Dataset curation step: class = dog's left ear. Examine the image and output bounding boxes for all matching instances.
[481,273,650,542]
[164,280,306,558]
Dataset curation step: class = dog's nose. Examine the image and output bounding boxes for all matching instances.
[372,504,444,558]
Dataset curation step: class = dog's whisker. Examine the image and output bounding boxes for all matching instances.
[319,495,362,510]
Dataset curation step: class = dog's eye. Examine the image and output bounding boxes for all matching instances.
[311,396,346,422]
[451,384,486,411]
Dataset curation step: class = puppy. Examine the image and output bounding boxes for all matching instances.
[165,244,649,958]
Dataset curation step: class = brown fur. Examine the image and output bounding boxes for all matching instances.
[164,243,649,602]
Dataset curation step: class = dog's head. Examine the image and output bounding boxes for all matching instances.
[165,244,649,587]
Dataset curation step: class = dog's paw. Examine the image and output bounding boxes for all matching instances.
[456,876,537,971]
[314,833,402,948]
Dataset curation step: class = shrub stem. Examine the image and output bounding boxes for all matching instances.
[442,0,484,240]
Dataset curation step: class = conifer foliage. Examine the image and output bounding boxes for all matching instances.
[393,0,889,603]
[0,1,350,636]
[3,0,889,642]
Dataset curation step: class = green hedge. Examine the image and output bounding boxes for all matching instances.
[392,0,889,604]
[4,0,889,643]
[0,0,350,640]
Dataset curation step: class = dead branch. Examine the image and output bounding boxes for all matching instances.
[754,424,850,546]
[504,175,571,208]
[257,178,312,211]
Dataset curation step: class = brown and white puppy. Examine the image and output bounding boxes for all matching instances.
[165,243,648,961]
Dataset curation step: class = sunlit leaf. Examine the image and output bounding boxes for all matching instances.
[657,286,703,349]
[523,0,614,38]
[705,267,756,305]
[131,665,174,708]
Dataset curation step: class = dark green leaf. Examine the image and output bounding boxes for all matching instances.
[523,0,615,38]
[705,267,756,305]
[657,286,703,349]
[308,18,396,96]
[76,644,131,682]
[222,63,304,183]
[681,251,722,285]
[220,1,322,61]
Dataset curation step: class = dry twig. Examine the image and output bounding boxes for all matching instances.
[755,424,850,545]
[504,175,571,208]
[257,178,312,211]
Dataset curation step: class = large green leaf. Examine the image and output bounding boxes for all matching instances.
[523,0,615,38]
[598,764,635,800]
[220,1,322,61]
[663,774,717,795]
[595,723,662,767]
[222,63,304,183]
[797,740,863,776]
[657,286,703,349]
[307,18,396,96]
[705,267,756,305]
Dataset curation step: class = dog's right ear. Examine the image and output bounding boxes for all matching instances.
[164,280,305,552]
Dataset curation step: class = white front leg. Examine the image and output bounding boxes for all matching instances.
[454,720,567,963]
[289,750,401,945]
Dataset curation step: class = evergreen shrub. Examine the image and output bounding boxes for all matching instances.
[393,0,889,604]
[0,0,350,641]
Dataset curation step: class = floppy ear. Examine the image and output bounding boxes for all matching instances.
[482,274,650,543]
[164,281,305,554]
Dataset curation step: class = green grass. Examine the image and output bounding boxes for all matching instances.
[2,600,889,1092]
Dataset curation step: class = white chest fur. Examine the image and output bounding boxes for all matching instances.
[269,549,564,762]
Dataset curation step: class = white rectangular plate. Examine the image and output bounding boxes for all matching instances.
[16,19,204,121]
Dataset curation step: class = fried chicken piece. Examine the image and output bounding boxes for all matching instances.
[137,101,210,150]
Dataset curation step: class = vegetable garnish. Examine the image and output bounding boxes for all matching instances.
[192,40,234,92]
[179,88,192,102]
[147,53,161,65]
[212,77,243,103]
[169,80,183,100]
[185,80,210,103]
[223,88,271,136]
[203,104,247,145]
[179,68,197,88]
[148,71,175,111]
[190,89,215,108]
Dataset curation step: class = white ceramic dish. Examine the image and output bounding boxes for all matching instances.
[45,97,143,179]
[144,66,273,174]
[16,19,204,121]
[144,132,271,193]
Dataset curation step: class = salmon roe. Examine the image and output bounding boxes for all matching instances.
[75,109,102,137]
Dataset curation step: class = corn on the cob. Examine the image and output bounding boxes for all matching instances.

::::

DIRECTIONS: Copy out every line of the data above, exactly as given.

SOLVED EXERCISE:
Dataset curation step: class = dog's left ear. Examine the image and output bounding boxes for all matching instances.
[481,273,650,542]
[164,280,306,558]
Dataset curation step: class = dog's nose. Examine the image and output bounding boxes for all matching instances.
[372,504,444,558]
Dataset curation step: class = dog's whisker. Examine the image and output bounding boxes for all matching instances.
[319,495,362,510]
Dataset curation step: class = dog's eye. Examine the image and output bounding boxes for all matching instances.
[311,396,346,422]
[451,384,486,411]
Dataset curation step: class = puppy. Examine the image and output bounding boxes for all matching instances.
[165,244,649,958]
Dataset curation step: class = brown fur. Examine the image and output bounding boxes for all matching instances.
[164,243,649,602]
Dataset curation step: class = dog's head. Examine the image and output bounding boxes for all matching instances.
[165,244,649,587]
Dataset curation step: class = dog's paw. Examine the image and output bounding boxes for all matching instances.
[456,876,537,971]
[314,833,402,948]
Dataset curation step: class = shrub stem. Examine the image and output bounding boxes for all matching instances.
[442,0,484,240]
Dataset curation step: class = conifer foliage. Examine the image and output bounding boxes for all matching instances.
[393,0,889,603]
[0,1,350,636]
[3,0,889,642]
Dataset curation step: class = green hedge. Examine the image and output bounding boxes for all matching instances.
[392,0,889,604]
[4,0,889,643]
[0,0,350,640]
Dataset curation step: class = dead branch. Examine the image and output bounding boxes for all matching instances.
[754,424,850,546]
[504,175,571,208]
[257,178,312,211]
Dataset curation step: class = brown and white puppy. Examine the image and output bounding boxes for all matching instances.
[165,243,648,961]
Dataset curation step: class = sunlit leaf. Examine the image and output bounding boxes for all matching instances.
[657,286,703,349]
[523,0,614,38]
[705,267,756,305]
[131,665,174,708]
Dataset curation step: class = dark green leaf. Examine the image and output bounding boxes for all matching instances.
[523,0,615,38]
[705,267,756,305]
[657,286,703,349]
[308,18,396,96]
[76,644,131,682]
[222,63,304,183]
[681,251,722,285]
[220,1,322,61]
Dataset curation step: class = dry twig. Examine the image and output bounding boxes for all matching instances.
[755,424,850,545]
[504,175,571,208]
[257,178,312,211]
Dataset curation step: class = large green leaf. Examine the image and output bounding boxes for all matching instances.
[523,0,615,38]
[598,764,635,800]
[220,1,322,61]
[663,774,717,795]
[595,723,662,767]
[222,63,304,183]
[797,740,863,776]
[657,286,703,349]
[307,18,396,96]
[705,267,756,305]
Dataset curation step: class = dog's right ear. Examine the image and output bounding boxes for all matching instances.
[164,280,305,552]
Dataset curation step: class = white front leg. Examine the image and output bounding boxes for all matching instances.
[454,720,567,963]
[289,750,401,945]
Dataset curation step: class = evergreen shrub. Examine the image and output bounding boxes for all matching instances.
[393,0,889,604]
[0,0,350,641]
Dataset curation step: class = floppy ear. Examine the image and output bounding boxes for all matching instances.
[482,274,650,543]
[164,281,305,554]
Dataset curation step: class = green grass. Examine the image and output bounding boxes for all matching instances.
[2,600,889,1092]
Dataset curation step: class = white chest fur. Examine the image and output bounding boxes for all matching instances.
[269,549,564,762]
Dataset curation step: class = white rectangular plate. Examine the image and output bounding boxes for all matching instances.
[16,19,204,121]
Dataset curation step: class = fried chicken piece. Examine the image and output bounding boxes for all matching instances.
[137,101,210,150]
Dataset curation step: class = vegetable garnish. Examine the image and output bounding boxes for all matching instances.
[192,40,234,92]
[179,88,192,102]
[147,53,161,65]
[212,77,243,103]
[169,80,183,100]
[185,80,210,103]
[223,88,271,136]
[203,104,247,145]
[179,68,197,88]
[148,71,175,111]
[190,89,215,108]
Dataset curation step: class = white ceramic dish. Examine the image and output bounding boxes for all matching instances.
[45,97,143,179]
[144,66,273,174]
[16,19,204,121]
[144,132,271,193]
Dataset curation step: class = salmon roe. Examine the image and output bounding boxes for all matching instances.
[75,109,102,137]
Dataset curation step: class = corn on the cob. Examine the image and output bounding boxes for all matching instances.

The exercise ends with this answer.